### WRITTEN TASKS
• 1. In the account of Mírzá Abu’l-Faḍl in America, where did the two men walk in the afternoons?
• 2. Quote word for word the passage of the account of Mírzá Abu’l-Faḍl in America that opens with the words containing "Then he told" and closes with "can understand it.".

### PAGE TEXT
19.
MÍRZÁ ABU’L-FAḌL IN AMERICA
BY ‘ALÍ-KULI KHÁN AND MARZIEH GAIL
AFTERNOONS, he and I walked in the old cemetery in up-town New York. We walked up and down under the trees, with the gravestones around us. I would ask him about life after death, and he would not answer. One day I burst out:
“The Master told me that I would learn things from being with you, and now I am not learning. . . . I ask you again: In this world we are known by our physical forms; how will we be known in the next? The Master told me you would teach me.”
He said: “Since you force me, I must answer. But you will not like what I shall say.”
“Why not?”
"Because the answer is this, that you would not understand how life after death will be.”
I said, “But I understand Schopenhauer, and Kant. I understand the Greeks. Why do you say I would not understand?”
He answered: “The proof that you would not understand is this: that you ask.”
Then he told me that on every plane of existence, one needs the use of a language to describe that plane. On earth, he said, there is no language that will tell of the soul’s condition on a higher plane. Then he tried to describe immortality for me, in various ways. One example he used was maturity: There is no language, he said, by which you can describe the conditions of maturity to a child. The child must evolve into maturity before he can understand it.
"How can we evolve into the understanding of immortality?” I asked.
“Through sustained devotion to the Cause,” he said. “One gradually becomes aware. You are serving; you are on the way. I pray Bahá’u’lláh to assist you to understand that station. But it is not to be grasped through study. A man’s knowledge of that condition is expressed through his deeds. People feel that he has attained that knowledge. But no words can describe it.”

### RECORDED DATA
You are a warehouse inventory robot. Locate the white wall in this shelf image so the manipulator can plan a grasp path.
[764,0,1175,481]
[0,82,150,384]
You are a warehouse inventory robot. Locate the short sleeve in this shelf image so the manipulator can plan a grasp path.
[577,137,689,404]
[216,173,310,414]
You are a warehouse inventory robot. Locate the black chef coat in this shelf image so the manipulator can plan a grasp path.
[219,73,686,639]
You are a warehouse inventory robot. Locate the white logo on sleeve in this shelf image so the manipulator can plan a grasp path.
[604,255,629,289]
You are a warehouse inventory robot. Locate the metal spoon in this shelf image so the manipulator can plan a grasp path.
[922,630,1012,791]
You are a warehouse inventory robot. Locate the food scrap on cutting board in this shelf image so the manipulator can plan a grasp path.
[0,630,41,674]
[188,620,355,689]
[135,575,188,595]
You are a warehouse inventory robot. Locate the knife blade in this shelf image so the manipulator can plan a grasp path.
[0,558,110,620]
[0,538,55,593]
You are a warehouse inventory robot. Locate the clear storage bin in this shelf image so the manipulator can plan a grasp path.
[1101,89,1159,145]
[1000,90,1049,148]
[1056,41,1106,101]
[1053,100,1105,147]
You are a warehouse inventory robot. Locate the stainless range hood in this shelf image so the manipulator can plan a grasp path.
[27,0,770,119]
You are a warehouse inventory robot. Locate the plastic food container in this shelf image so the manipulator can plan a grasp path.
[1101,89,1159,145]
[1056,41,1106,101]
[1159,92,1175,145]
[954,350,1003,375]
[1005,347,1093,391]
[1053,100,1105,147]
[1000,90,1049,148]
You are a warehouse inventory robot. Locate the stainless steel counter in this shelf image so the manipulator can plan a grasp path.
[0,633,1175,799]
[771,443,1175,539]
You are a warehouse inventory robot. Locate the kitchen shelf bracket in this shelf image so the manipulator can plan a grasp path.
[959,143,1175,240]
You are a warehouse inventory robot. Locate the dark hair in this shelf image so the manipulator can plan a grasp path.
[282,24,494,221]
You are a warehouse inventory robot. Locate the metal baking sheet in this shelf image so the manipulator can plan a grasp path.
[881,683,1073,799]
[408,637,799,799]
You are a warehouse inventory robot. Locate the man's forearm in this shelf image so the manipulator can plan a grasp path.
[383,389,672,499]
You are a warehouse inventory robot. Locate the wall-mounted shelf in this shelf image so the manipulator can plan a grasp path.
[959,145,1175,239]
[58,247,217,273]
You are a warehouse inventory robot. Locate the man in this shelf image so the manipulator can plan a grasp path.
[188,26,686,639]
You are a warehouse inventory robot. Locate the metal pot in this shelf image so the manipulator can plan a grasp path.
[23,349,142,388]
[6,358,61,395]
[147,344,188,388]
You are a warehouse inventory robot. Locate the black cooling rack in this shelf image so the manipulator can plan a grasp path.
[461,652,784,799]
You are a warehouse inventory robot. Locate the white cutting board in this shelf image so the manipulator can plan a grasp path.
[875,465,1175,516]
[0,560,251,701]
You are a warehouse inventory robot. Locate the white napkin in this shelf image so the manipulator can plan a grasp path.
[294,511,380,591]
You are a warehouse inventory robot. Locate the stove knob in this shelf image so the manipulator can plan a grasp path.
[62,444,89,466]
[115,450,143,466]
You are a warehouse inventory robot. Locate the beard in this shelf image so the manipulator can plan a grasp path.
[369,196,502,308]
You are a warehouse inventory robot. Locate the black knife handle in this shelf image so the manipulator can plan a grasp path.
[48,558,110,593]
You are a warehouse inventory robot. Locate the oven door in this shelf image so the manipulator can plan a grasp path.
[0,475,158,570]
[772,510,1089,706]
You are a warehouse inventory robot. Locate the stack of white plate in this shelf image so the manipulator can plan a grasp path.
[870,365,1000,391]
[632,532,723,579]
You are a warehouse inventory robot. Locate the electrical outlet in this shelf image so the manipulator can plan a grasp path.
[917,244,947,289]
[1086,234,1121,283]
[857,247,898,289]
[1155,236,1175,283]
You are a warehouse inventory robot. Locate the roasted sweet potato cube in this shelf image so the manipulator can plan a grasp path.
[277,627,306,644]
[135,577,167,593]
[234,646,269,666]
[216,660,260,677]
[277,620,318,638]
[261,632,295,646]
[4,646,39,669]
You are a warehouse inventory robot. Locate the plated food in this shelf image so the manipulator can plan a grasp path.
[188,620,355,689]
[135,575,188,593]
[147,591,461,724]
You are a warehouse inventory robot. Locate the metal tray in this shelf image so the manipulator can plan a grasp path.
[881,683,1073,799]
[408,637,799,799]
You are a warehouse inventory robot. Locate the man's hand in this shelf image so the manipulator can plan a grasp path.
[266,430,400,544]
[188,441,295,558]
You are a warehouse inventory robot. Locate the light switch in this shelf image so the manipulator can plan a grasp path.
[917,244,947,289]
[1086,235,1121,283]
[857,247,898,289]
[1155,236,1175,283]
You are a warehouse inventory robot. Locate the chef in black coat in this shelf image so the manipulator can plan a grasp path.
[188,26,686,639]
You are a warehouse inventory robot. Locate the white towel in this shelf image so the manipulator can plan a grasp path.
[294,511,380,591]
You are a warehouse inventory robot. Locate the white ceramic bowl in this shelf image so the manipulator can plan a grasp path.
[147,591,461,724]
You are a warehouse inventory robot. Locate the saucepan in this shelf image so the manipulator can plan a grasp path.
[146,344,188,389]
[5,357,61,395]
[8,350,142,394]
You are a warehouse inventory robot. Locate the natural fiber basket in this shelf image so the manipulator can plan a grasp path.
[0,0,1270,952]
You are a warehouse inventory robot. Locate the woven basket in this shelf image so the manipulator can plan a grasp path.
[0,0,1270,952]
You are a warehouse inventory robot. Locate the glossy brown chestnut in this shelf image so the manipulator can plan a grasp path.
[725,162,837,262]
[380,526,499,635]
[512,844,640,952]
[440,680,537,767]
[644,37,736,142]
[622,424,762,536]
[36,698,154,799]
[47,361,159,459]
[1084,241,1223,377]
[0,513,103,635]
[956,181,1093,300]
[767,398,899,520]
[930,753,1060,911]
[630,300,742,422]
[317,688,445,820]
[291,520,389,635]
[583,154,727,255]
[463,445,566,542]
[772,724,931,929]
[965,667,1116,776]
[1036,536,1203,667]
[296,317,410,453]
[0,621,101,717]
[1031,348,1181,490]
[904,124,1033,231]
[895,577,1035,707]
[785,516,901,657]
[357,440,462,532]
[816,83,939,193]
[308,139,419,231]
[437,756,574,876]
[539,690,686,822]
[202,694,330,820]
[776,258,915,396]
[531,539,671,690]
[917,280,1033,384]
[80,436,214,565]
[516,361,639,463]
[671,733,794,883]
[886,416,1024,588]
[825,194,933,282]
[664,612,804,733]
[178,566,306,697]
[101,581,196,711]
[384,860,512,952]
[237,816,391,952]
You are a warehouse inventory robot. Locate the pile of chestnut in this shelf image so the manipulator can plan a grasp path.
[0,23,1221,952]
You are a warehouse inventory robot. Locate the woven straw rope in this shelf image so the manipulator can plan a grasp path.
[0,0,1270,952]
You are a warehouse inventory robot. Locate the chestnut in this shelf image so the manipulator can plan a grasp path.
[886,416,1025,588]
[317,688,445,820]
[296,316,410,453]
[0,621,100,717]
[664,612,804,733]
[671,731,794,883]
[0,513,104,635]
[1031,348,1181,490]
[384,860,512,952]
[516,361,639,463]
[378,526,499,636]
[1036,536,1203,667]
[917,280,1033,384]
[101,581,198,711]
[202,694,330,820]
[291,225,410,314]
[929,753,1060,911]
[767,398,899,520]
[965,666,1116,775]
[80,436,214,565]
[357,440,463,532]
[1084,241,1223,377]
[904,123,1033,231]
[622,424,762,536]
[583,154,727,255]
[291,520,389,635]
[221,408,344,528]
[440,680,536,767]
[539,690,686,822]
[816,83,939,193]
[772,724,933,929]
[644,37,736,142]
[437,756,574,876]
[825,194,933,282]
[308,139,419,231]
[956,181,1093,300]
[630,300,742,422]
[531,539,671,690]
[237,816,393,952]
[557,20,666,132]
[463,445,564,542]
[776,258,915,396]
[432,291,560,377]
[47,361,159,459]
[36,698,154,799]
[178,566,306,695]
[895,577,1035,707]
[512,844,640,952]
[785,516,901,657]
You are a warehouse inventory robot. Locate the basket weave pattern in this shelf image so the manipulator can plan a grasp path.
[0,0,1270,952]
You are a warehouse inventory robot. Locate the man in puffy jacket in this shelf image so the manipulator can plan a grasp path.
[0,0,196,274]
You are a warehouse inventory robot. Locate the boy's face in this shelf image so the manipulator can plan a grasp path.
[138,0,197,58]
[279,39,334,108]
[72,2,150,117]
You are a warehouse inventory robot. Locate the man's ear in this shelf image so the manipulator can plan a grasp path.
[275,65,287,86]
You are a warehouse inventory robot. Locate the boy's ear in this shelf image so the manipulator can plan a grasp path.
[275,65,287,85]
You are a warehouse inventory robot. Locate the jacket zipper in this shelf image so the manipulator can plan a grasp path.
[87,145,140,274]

### RESULTS FOR EACH TASK
• 1. In the old cemetery in up-town New York.

• 2.
Then he told me that on every plane of existence, one needs the use of a language to describe that plane. On earth, he said, there is no language that will tell of the soul’s condition on a higher plane. Then he tried to describe immortality for me, in various ways. One example he used was maturity: There is no language, he said, by which you can describe the conditions of maturity to a child. The child must evolve into maturity before he can understand it.